■ Required work:
1. Recast the paragraph of the Paris Agreement excerpt that opens "Unlike the Kyoto Protocol" as a short bulleted list, keeping its main facts.
2. Reproduce a passage from the Paris Agreement excerpt word for word, starting at the words "The Agreement entered" and ending after "a developing country.".
3. According to the Paris Agreement excerpt, which UNFCCC parties had not ratified the Agreement as of 24 October 2021?

Finally, at COP21 in Paris, parties to the UNFCCC reached a landmark agreement by which all countries agreed to take action on climate change. The Paris Agreement commits states to keeping global temperature rise to below 2°C. A number of states pushed for a lower target of 1.5°C, which is reflected in the document as an aspiration. The Agreement also aims to increase countries’ ability to deal with the impacts of climate change, including through financing and technology.

Unlike the Kyoto Protocol, the Agreement does not contain binding emissions cuts for states. Instead, it requires parties to put forward ‘nationally determined contributions’ (NDCs) that they must report on regularly. In addition, it provides for a global stocktake to assess collective progress. The first one will take place from 2021 to 2023.

The Agreement entered into force in 2016, after meeting the threshold of ratification by 55 countries that account for at least 55% of global emissions. As of 24 October 2021, only five of the 197 parties to the UNFCCC have not ratified it: Eritrea, Iran, Iraq, Libya and Yemen. Earlier this month, Turkey became the last G20 country to ratify the Agreement. While the UNFCCC classifies Turkey as an industrialised nation, Turkish lawmakers were keen to stress they see themselves as a developing country.

Extracted data entries:
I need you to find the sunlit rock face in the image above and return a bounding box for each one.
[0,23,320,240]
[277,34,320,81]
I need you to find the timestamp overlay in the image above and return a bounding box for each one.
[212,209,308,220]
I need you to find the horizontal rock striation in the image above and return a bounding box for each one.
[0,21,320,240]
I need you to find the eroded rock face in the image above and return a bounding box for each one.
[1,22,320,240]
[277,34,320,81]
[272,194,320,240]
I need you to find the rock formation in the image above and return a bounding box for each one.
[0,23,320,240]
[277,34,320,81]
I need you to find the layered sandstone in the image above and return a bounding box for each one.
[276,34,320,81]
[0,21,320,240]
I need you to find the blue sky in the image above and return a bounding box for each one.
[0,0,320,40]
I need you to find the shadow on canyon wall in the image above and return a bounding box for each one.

■ Responses:
1.
- The Agreement has no binding emissions cuts for states, unlike the Kyoto Protocol.
- Parties must put forward nationally determined contributions (NDCs) and report on them regularly.
- A global stocktake will assess collective progress.
- The first stocktake runs from 2021 to 2023.

2.
The Agreement entered into force in 2016, after meeting the threshold of ratification by 55 countries that account for at least 55% of global emissions. As of 24 October 2021, only five of the 197 parties to the UNFCCC have not ratified it: Eritrea, Iran, Iraq, Libya and Yemen. Earlier this month, Turkey became the last G20 country to ratify the Agreement. While the UNFCCC classifies Turkey as an industrialised nation, Turkish lawmakers were keen to stress they see themselves as a developing country.

3. Eritrea, Iran, Iraq, Libya and Yemen.